- Goal: Turn every row below into a Markdown table with two columns, "No." holding a running line number and "Line" holding the line itself, and leave out any blank lines.
--- start of Source records ---
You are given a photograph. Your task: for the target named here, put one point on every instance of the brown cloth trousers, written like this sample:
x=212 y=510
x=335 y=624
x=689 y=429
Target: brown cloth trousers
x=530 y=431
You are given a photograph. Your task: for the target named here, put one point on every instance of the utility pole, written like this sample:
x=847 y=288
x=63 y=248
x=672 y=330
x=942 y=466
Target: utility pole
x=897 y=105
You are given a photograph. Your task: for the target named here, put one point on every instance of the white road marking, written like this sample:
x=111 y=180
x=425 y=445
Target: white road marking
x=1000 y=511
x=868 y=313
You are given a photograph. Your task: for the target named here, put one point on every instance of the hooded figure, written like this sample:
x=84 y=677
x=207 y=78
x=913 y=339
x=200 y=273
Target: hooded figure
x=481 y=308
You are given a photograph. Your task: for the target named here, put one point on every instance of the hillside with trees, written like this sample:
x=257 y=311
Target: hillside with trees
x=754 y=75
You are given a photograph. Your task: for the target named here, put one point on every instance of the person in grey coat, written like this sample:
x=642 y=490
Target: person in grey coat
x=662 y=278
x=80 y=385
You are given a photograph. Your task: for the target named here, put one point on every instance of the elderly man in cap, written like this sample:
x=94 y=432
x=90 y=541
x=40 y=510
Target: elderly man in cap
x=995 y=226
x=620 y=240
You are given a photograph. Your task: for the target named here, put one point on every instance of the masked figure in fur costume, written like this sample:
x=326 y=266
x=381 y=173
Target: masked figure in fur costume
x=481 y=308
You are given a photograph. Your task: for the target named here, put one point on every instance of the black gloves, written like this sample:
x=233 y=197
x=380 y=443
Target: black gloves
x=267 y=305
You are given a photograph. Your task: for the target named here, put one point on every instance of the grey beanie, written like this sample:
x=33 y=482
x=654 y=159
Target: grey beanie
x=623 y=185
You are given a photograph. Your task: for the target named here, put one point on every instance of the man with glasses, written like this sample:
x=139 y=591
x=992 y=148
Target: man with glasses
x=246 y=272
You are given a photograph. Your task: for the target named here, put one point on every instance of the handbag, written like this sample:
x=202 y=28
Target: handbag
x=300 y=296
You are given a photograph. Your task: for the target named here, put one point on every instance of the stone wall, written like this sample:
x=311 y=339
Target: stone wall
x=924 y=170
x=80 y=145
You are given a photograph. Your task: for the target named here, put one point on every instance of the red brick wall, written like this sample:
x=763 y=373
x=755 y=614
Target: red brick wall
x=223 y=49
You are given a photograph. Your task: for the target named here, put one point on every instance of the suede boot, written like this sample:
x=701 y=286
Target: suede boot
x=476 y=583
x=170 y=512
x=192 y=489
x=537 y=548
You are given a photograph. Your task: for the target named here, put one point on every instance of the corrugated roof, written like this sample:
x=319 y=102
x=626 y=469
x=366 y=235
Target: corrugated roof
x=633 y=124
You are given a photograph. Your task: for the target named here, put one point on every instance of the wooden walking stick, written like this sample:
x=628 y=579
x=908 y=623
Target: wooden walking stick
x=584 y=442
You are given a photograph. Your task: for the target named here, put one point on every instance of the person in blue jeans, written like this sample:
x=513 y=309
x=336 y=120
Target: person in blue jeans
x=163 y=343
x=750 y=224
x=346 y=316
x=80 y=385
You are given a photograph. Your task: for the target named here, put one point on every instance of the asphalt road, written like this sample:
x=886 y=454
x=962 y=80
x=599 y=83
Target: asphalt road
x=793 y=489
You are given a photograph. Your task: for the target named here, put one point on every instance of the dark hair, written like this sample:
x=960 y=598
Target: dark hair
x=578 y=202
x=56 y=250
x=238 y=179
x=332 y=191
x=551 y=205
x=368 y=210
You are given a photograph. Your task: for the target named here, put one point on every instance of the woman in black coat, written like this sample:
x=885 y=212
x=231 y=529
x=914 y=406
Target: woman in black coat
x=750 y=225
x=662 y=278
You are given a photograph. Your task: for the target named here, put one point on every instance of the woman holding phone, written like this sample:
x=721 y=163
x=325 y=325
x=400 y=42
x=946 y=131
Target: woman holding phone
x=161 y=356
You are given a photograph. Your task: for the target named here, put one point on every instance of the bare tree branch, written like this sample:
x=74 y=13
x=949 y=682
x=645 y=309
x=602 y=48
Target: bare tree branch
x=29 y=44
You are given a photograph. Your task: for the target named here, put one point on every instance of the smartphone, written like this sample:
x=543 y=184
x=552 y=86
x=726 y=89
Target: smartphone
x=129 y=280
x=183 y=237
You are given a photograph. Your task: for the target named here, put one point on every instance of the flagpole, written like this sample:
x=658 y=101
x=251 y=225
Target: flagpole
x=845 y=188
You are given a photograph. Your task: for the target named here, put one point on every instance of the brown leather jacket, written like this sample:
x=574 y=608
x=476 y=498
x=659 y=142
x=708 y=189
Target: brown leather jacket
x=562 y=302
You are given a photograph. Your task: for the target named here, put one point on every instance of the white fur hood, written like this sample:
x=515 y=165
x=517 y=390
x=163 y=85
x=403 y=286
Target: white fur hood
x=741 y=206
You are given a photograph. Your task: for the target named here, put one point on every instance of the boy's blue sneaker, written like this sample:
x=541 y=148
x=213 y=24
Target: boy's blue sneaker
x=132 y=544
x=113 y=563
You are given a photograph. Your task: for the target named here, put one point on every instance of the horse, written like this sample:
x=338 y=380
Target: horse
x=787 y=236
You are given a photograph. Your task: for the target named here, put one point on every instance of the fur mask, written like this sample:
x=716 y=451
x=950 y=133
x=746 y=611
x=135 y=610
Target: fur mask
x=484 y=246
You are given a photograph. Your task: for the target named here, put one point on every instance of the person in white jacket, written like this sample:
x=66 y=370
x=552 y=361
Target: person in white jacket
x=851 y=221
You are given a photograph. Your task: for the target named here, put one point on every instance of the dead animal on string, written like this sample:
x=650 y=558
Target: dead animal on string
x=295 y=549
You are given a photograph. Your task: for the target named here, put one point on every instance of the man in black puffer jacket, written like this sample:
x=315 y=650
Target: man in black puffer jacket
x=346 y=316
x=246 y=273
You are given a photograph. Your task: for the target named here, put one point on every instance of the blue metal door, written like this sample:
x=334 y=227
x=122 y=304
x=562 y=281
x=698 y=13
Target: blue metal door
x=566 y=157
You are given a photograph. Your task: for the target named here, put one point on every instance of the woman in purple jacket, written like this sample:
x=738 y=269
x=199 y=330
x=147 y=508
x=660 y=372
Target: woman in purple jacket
--- end of Source records ---
- Problem solution:
| No. | Line |
|---|---|
| 1 | You are given a photograph. Your task: for the target named here, put one point on every instance of the brown cloth trousers, written like this sample: |
| 2 | x=212 y=510 |
| 3 | x=335 y=624 |
| 4 | x=689 y=429 |
| 5 | Target: brown cloth trousers |
| 6 | x=530 y=431 |
| 7 | You are given a photograph. Your task: for the target named here, put one point on every instance of the utility pole, written like this sample: |
| 8 | x=847 y=288 |
| 9 | x=63 y=248 |
| 10 | x=672 y=330 |
| 11 | x=942 y=466 |
| 12 | Target: utility pole |
| 13 | x=897 y=105 |
| 14 | You are given a photograph. Your task: for the target named here, put one point on every instance of the white road marking, written like this sample: |
| 15 | x=111 y=180 |
| 16 | x=425 y=445 |
| 17 | Target: white road marking |
| 18 | x=1000 y=511 |
| 19 | x=868 y=313 |
| 20 | You are given a photograph. Your task: for the target named here, put one point on every instance of the hooded figure, written like this sample: |
| 21 | x=84 y=677 |
| 22 | x=207 y=78 |
| 23 | x=913 y=339 |
| 24 | x=200 y=273 |
| 25 | Target: hooded figure |
| 26 | x=481 y=308 |
| 27 | You are given a photograph. Your task: for the target named here, put one point on every instance of the hillside with trees, written like this sample: |
| 28 | x=257 y=311 |
| 29 | Target: hillside with trees |
| 30 | x=754 y=75 |
| 31 | You are given a photograph. Your task: for the target named here, put one point on every instance of the person in grey coat, written like this sample: |
| 32 | x=642 y=490 |
| 33 | Target: person in grey coat |
| 34 | x=662 y=278 |
| 35 | x=80 y=385 |
| 36 | You are given a photograph. Your task: for the target named here, put one point on every instance of the elderly man in cap, written like this sample: |
| 37 | x=94 y=432 |
| 38 | x=90 y=541 |
| 39 | x=40 y=510 |
| 40 | Target: elderly man in cap |
| 41 | x=995 y=226 |
| 42 | x=620 y=240 |
| 43 | You are given a photograph. Your task: for the target named here, put one point on every instance of the masked figure in fur costume, written like this sample: |
| 44 | x=326 y=266 |
| 45 | x=381 y=173 |
| 46 | Target: masked figure in fur costume |
| 47 | x=481 y=308 |
| 48 | You are given a photograph. Your task: for the target named here, put one point on every instance of the black gloves, written like this sample: |
| 49 | x=233 y=197 |
| 50 | x=380 y=443 |
| 51 | Target: black gloves |
| 52 | x=267 y=305 |
| 53 | You are given a photograph. Your task: for the target named here, put one point on every instance of the grey beanie, written like this sample: |
| 54 | x=33 y=482 |
| 55 | x=654 y=159 |
| 56 | Target: grey beanie |
| 57 | x=623 y=185 |
| 58 | You are given a photograph. Your task: for the target named here, put one point on every instance of the man with glasses, written like this sample: |
| 59 | x=139 y=591 |
| 60 | x=992 y=148 |
| 61 | Target: man with glasses |
| 62 | x=246 y=272 |
| 63 | You are given a photograph. Your task: for the target named here, put one point on every instance of the handbag, written like this sample: |
| 64 | x=202 y=28 |
| 65 | Target: handbag |
| 66 | x=300 y=296 |
| 67 | You are given a photograph. Your task: for the target named here, put one point on every instance of the stone wall, written like this sample: |
| 68 | x=311 y=339 |
| 69 | Target: stone wall |
| 70 | x=924 y=170 |
| 71 | x=80 y=145 |
| 72 | You are given a photograph. Your task: for the target named here, put one point on every instance of the red brick wall, written like this sample: |
| 73 | x=763 y=373 |
| 74 | x=755 y=614 |
| 75 | Target: red brick wall |
| 76 | x=223 y=49 |
| 77 | You are given a photograph. Your task: for the target named here, put one point on every instance of the suede boot, written like this sample: |
| 78 | x=701 y=286 |
| 79 | Target: suede boot |
| 80 | x=476 y=583 |
| 81 | x=170 y=512 |
| 82 | x=192 y=489 |
| 83 | x=537 y=548 |
| 84 | You are given a photograph. Your task: for the target named here, put one point on every instance of the corrugated roof, written like this sample: |
| 85 | x=319 y=102 |
| 86 | x=626 y=469 |
| 87 | x=366 y=235 |
| 88 | Target: corrugated roof |
| 89 | x=633 y=124 |
| 90 | You are given a photograph. Your task: for the target named here, put one point on every instance of the wooden walking stick, written like this sample: |
| 91 | x=628 y=579 |
| 92 | x=908 y=623 |
| 93 | Target: wooden walking stick |
| 94 | x=584 y=442 |
| 95 | You are given a photograph. Your task: for the target named here, put one point on every instance of the person in blue jeans, written like this sample: |
| 96 | x=513 y=309 |
| 97 | x=336 y=120 |
| 98 | Target: person in blue jeans |
| 99 | x=163 y=343 |
| 100 | x=750 y=224 |
| 101 | x=346 y=316 |
| 102 | x=80 y=385 |
| 103 | You are given a photograph. Your task: for the target named here, put one point on every instance of the asphalt road, written like this sample: |
| 104 | x=886 y=454 |
| 105 | x=962 y=80 |
| 106 | x=599 y=83 |
| 107 | Target: asphalt road |
| 108 | x=793 y=489 |
| 109 | You are given a photograph. Your task: for the target named here, put one point on every instance of the dark hair, written like this sample: |
| 110 | x=960 y=598 |
| 111 | Target: dark hair |
| 112 | x=578 y=202 |
| 113 | x=56 y=250 |
| 114 | x=238 y=179 |
| 115 | x=332 y=191 |
| 116 | x=551 y=205 |
| 117 | x=368 y=210 |
| 118 | You are given a photograph. Your task: for the target named here, put one point on every instance of the woman in black coat, written like this sample: |
| 119 | x=885 y=212 |
| 120 | x=231 y=529 |
| 121 | x=914 y=406 |
| 122 | Target: woman in black coat |
| 123 | x=750 y=225 |
| 124 | x=662 y=278 |
| 125 | You are given a photograph. Your task: for the target named here, put one point on every instance of the woman holding phone, written like this sample: |
| 126 | x=721 y=163 |
| 127 | x=325 y=325 |
| 128 | x=400 y=42 |
| 129 | x=946 y=131 |
| 130 | Target: woman holding phone |
| 131 | x=161 y=356 |
| 132 | You are given a photograph. Your task: for the target named here, put one point on every instance of the bare tree branch, written like this sample: |
| 133 | x=74 y=13 |
| 134 | x=949 y=682 |
| 135 | x=645 y=309 |
| 136 | x=602 y=48 |
| 137 | Target: bare tree branch |
| 138 | x=29 y=44 |
| 139 | You are given a photograph. Your task: for the target named here, put one point on every instance of the smartphone, written like this sample: |
| 140 | x=543 y=184 |
| 141 | x=552 y=86 |
| 142 | x=726 y=89 |
| 143 | Target: smartphone |
| 144 | x=129 y=280 |
| 145 | x=183 y=237 |
| 146 | You are given a photograph. Your task: for the target named here, put one point on every instance of the flagpole, written like this sample: |
| 147 | x=658 y=101 |
| 148 | x=251 y=225 |
| 149 | Target: flagpole |
| 150 | x=845 y=188 |
| 151 | You are given a photograph. Your task: for the target named here, put one point on every instance of the brown leather jacket, written like this sample: |
| 152 | x=574 y=608 |
| 153 | x=476 y=498 |
| 154 | x=659 y=142 |
| 155 | x=708 y=189 |
| 156 | Target: brown leather jacket |
| 157 | x=562 y=302 |
| 158 | You are given a photograph. Your task: for the target named here, put one point on every instance of the white fur hood, written like this sample: |
| 159 | x=515 y=165 |
| 160 | x=517 y=390 |
| 161 | x=163 y=85 |
| 162 | x=403 y=286 |
| 163 | Target: white fur hood |
| 164 | x=741 y=206 |
| 165 | You are given a photograph. Your task: for the target named here, put one point on every instance of the boy's blue sneaker, written like this sample: |
| 166 | x=541 y=148 |
| 167 | x=213 y=24 |
| 168 | Target: boy's blue sneaker |
| 169 | x=132 y=544 |
| 170 | x=113 y=563 |
| 171 | You are given a photograph. Your task: for the target named here, put one point on every instance of the horse, written like this sample: |
| 172 | x=338 y=380 |
| 173 | Target: horse |
| 174 | x=787 y=236 |
| 175 | You are given a photograph. Your task: for the target named here, put one point on every instance of the fur mask, written like this sample: |
| 176 | x=716 y=451 |
| 177 | x=950 y=133 |
| 178 | x=746 y=611 |
| 179 | x=135 y=610 |
| 180 | Target: fur mask |
| 181 | x=484 y=246 |
| 182 | You are given a photograph. Your task: for the target named here, put one point on every instance of the person in white jacket, written like this sample: |
| 183 | x=66 y=370 |
| 184 | x=552 y=361 |
| 185 | Target: person in white jacket |
| 186 | x=851 y=221 |
| 187 | You are given a photograph. Your task: for the target named here, put one point on every instance of the dead animal on string, written like this sample: |
| 188 | x=650 y=558 |
| 189 | Target: dead animal on string |
| 190 | x=295 y=549 |
| 191 | You are given a photograph. Your task: for the target named here, put one point on every instance of the man in black puffer jacket, written like this sample: |
| 192 | x=315 y=650 |
| 193 | Target: man in black puffer jacket |
| 194 | x=346 y=316 |
| 195 | x=246 y=273 |
| 196 | You are given a photograph. Your task: for the target named here, put one point on every instance of the blue metal door, written like this sample: |
| 197 | x=334 y=227 |
| 198 | x=122 y=304 |
| 199 | x=562 y=281 |
| 200 | x=698 y=13 |
| 201 | Target: blue metal door |
| 202 | x=566 y=157 |
| 203 | You are given a photograph. Your task: for the target named here, put one point on every instance of the woman in purple jacket, written like this sample: |
| 204 | x=738 y=269 |
| 205 | x=199 y=330 |
| 206 | x=147 y=508 |
| 207 | x=660 y=372 |
| 208 | Target: woman in purple jacket |